>> KC Gourmet Empanadas | Eat the World NYC

27 February 2019

KC Gourmet Empanadas


While New York City certainly has no shortage of Panamanian folks, the cuisine of the country has always been a bit sparse, with the best chance of scoring a bunch of food coming at the annual Panamanian independence festival, a parade and party in Crown Heights, Brooklyn. Vendors would line the park at the end of the route and music and good food would be available for the afternoon. When longtime favorite Kelso Dining closed a couple years back, the mantle to carry the Panamanian flag belonged solely to Michelle's Cocktail Lounge.

Now a chef has decided to open up a small restaurant in the far reaches of Alphabet City, a surprising place outside of the Brooklyn parts that normally cater to Panamanians. Possibly to compensate for this, they do offer standard NY deli favorites like egg sandwiches for breakfast. Beyond this, the tiny place has a very large menu, proving it is not the size of the kitchen but how you use it.

It is unclear whether the operation is a family affair, but it certainly has the feel of one. The chef and proprietor of the place has what could be her granddaughters run the register and interact with customers, sending orders and instruction back to her in Spanish. She has a presence back there that makes you feel like the food will be good before it comes out.

If you are eating in, grab one of three chairs at a front counter and flip through a travel brochure about Panamá while you wait for the food to be served. If you are friends, the counter might fit three without winter coats, but more realistically only two people will fit here and most take their treasures to go.
-*-*-
**Task requirements**.
A. In the review of KC Gourmet Empanadas, which establishment alone carried the Panamanian flag after Kelso Dining closed?
B. Extend the review of KC Gourmet Empanadas with further paragraphs, beginning after its last sentence.
-*-*-
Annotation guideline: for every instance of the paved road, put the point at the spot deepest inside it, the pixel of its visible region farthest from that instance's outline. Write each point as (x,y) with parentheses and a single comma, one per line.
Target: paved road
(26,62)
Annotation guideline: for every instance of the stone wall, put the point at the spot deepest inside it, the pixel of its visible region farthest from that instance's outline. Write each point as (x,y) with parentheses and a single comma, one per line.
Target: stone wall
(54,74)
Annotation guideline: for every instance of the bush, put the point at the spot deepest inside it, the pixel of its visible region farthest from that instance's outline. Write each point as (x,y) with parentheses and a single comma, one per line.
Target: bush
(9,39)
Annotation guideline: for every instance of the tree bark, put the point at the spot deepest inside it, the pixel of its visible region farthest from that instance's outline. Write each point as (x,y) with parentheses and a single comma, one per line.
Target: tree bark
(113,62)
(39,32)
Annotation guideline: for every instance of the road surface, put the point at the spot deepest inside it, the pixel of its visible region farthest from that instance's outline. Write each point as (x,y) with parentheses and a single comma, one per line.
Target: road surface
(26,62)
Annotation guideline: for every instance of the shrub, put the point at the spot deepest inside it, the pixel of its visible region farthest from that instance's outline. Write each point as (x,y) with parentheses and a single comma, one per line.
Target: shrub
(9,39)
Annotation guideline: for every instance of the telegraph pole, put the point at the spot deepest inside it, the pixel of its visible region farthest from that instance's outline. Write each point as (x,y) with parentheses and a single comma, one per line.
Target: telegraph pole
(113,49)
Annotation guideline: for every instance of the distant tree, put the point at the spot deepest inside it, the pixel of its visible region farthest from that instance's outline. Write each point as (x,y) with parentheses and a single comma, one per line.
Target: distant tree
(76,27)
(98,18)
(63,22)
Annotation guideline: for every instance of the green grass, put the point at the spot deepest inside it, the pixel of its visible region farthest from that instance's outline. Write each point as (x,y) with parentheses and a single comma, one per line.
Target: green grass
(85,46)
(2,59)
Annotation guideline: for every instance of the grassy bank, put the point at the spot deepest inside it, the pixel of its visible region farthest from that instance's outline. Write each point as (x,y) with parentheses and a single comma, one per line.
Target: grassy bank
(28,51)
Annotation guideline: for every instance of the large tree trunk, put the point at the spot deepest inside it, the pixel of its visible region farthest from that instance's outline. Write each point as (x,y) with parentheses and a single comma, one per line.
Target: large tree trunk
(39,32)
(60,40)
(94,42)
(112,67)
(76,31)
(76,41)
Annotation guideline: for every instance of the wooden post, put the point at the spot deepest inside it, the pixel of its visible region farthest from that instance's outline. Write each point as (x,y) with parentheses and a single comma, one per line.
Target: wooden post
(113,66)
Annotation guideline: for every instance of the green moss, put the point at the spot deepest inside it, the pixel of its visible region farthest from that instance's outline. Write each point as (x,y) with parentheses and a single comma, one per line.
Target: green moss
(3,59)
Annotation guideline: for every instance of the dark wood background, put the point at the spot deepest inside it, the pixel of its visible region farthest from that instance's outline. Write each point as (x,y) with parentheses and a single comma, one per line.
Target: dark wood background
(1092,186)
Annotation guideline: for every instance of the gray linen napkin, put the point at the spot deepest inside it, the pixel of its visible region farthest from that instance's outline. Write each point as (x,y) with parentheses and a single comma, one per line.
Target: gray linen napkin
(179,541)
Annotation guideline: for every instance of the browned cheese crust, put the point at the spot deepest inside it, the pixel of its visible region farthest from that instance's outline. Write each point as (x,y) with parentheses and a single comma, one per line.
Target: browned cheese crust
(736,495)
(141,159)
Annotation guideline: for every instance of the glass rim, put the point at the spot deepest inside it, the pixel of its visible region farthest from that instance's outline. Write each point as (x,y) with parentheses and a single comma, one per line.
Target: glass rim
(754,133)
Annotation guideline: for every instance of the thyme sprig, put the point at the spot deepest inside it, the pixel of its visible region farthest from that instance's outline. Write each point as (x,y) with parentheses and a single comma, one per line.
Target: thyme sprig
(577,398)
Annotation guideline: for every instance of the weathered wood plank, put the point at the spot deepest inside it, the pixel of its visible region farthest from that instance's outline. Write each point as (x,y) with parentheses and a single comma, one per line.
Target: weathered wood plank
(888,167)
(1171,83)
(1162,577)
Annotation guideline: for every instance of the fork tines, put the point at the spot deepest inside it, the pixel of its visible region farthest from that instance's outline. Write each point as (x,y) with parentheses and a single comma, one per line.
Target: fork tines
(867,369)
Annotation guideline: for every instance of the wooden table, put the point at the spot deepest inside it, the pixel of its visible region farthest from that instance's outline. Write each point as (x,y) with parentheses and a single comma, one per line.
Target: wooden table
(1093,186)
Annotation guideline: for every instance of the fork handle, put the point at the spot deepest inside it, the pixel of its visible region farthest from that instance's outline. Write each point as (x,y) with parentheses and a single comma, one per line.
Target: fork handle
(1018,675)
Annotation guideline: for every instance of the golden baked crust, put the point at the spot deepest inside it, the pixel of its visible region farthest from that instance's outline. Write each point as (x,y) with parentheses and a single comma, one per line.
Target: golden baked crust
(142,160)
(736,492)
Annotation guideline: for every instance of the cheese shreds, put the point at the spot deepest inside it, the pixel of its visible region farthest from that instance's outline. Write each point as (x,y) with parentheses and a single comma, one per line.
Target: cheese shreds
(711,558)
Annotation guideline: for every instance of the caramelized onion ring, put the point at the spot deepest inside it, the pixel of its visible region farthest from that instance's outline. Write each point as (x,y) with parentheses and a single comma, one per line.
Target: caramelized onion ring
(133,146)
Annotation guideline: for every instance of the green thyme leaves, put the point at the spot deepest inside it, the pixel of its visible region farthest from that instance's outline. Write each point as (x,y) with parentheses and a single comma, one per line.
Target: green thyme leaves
-*-*-
**The answers**.
A. Michelle's Cocktail Lounge

B.
Homemade chicheme ($5.95, above and below) is one of many drinks and desserts that are on display in the refrigerated case. This is classified as a drink and wildly popular in Panamá, but often requires a spoon because of its thickness. Besides corn it is made sweet by vanilla, condensed and evaporated milk, and is spiced by nutmeg and cinnamon.

This was actually enjoyed on a second visit because after the first day I felt too good to write about only one trip. As mentioned, the menu is large and offers a great window into the cuisine.

Served every weekday from noon, an "entrees" section of the menu lists dishes named for places in Panamá and covers some of the main plates you might end up ordering down there in more modern restaurants, from fried whole fish to stuffed chicken in a house mushroom sauce.

Since empanadas are in the name of this spot, I was eager to try a few. While these are available in various forms throughout Latin America, Panamá does not have a focus on them like some others do, so you might see different styles. The traditional options here are deep fried half moons, of which we tried both the cheese and chicken ($2.95 each, below).

There are also a bunch of offbeat selections, which we cannot vouch for yet, but I did overhear someone order a chicken pesto bacon empanada while waiting one day. All types of meat, seafood, and vegetable options should please most cravings.

The yellow sauce served with these and other dishes is a housemade hot sauce that combines three peppers, spices, and vinegar. It is very good (and spicy!) and available to purchase in small bottles. In general the food in Panamá never comes out spicy but is often accompanied by some kind of sauce to heat things up if desired.

One of my favorite dishes from the aforementioned festival was always bofe con hojaldra, a stew of cow lung served with fluffy fried bread. The version here ($11.95, below) is served in a cooking pot and very tasty, the rich brown stew is salty but complemented almost too well with simultaneous bites of the hojaldra.

Lung, at least the way Panamanians cook it, is smooth and not intense, a good introduction to offal if you are fearful but curious. This is a dish that should not be passed up.

The most prepared items at the festival were always tamales, cooked by several vendors and always delicious. In Panamá these are large, almost a full meal, the meats cooked inside of them still on the bone.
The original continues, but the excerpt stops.